§ **GIVEN INSTRUCTION 1**: Please list every identification number, postal code, and telephone number on the Form 8-K cover page, each with the label it appears under.

— Start of PASSAGE GIVEN —

UNITED STATES
SECURITIES AND EXCHANGE COMMISSION

Washington, D.C. 20549

 

FORM 8-K

  

CURRENT REPORT

 

Pursuant to Section 13 or 15(d) of the

Securities Exchange Act of 1934.

 

Date of Report:  May 24, 2016

(Date of earliest event reported)

 

Atrion Corporation

(Exact name of registrant as specified in its charter)

 

Delaware 0-10763 63-0821819
(State or other jurisdiction (Commission File (I. R. S. Employer
of incorporation or organization) Number) Identification No.)
     
One Allentown Parkway    
Allen, Texas   75002
(Address of principal executive offices)   (Zip Code)

 

(972) 390-9800

(Registrant's telephone number, including area code)

 

Not Applicable

(Former Name or Former Address, if changed since last report)

— End of PASSAGE GIVEN —
— Start of GIVEN RECORDS —

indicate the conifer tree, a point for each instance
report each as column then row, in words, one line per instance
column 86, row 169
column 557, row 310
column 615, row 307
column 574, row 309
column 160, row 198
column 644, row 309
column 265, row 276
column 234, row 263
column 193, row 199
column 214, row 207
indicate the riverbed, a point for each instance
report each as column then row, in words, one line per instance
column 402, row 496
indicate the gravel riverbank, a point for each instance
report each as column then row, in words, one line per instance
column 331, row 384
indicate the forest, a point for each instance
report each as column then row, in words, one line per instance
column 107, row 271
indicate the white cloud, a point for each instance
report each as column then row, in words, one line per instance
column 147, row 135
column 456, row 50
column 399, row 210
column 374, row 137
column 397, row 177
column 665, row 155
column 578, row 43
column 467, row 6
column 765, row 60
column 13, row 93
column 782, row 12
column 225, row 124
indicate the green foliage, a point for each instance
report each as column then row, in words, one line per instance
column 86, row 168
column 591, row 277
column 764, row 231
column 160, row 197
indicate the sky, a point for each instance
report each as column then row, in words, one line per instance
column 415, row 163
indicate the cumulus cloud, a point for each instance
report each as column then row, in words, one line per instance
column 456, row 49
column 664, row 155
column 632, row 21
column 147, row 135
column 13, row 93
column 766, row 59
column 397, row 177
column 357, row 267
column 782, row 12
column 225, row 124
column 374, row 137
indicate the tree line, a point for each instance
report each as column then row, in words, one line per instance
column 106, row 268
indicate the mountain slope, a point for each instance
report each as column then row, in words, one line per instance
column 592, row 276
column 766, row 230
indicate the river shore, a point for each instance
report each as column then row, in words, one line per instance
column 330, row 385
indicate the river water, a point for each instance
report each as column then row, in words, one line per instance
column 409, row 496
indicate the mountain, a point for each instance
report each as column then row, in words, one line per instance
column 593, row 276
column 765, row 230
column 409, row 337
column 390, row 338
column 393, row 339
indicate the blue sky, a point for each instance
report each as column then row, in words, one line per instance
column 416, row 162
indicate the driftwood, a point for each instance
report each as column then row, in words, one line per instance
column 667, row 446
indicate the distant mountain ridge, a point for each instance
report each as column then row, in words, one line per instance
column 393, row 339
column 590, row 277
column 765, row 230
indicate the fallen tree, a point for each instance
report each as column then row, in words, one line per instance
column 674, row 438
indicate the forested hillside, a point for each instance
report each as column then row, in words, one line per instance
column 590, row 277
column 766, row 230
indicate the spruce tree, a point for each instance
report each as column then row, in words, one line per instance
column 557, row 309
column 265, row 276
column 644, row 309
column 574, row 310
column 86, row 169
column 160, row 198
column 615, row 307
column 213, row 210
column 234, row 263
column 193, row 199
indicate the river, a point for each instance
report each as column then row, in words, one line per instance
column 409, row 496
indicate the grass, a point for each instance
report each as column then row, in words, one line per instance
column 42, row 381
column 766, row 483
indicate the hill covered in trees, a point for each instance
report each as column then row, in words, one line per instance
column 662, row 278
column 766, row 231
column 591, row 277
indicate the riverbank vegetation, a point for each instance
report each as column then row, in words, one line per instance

— End of GIVEN RECORDS —

§ **GIVEN INSTRUCTION 2**: Reproduce the stretch of entries from the start through the line containing "column 415, row 163", switching "indicate" to "mark" and keeping everything else the same.

§ **EXERCISE SOLUTION 1**:
Commission File Number: 0-10763
I. R. S. Employer Identification No.: 63-0821819
Zip Code: 75002
Registrant's telephone number, including area code: (972) 390-9800

§ **EXERCISE SOLUTION 2**:
mark the conifer tree, a point for each instance
report each as column then row, in words, one line per instance
column 86, row 169
column 557, row 310
column 615, row 307
column 574, row 309
column 160, row 198
column 644, row 309
column 265, row 276
column 234, row 263
column 193, row 199
column 214, row 207
mark the riverbed, a point for each instance
report each as column then row, in words, one line per instance
column 402, row 496
mark the gravel riverbank, a point for each instance
report each as column then row, in words, one line per instance
column 331, row 384
mark the forest, a point for each instance
report each as column then row, in words, one line per instance
column 107, row 271
mark the white cloud, a point for each instance
report each as column then row, in words, one line per instance
column 147, row 135
column 456, row 50
column 399, row 210
column 374, row 137
column 397, row 177
column 665, row 155
column 578, row 43
column 467, row 6
column 765, row 60
column 13, row 93
column 782, row 12
column 225, row 124
mark the green foliage, a point for each instance
report each as column then row, in words, one line per instance
column 86, row 168
column 591, row 277
column 764, row 231
column 160, row 197
mark the sky, a point for each instance
report each as column then row, in words, one line per instance
column 415, row 163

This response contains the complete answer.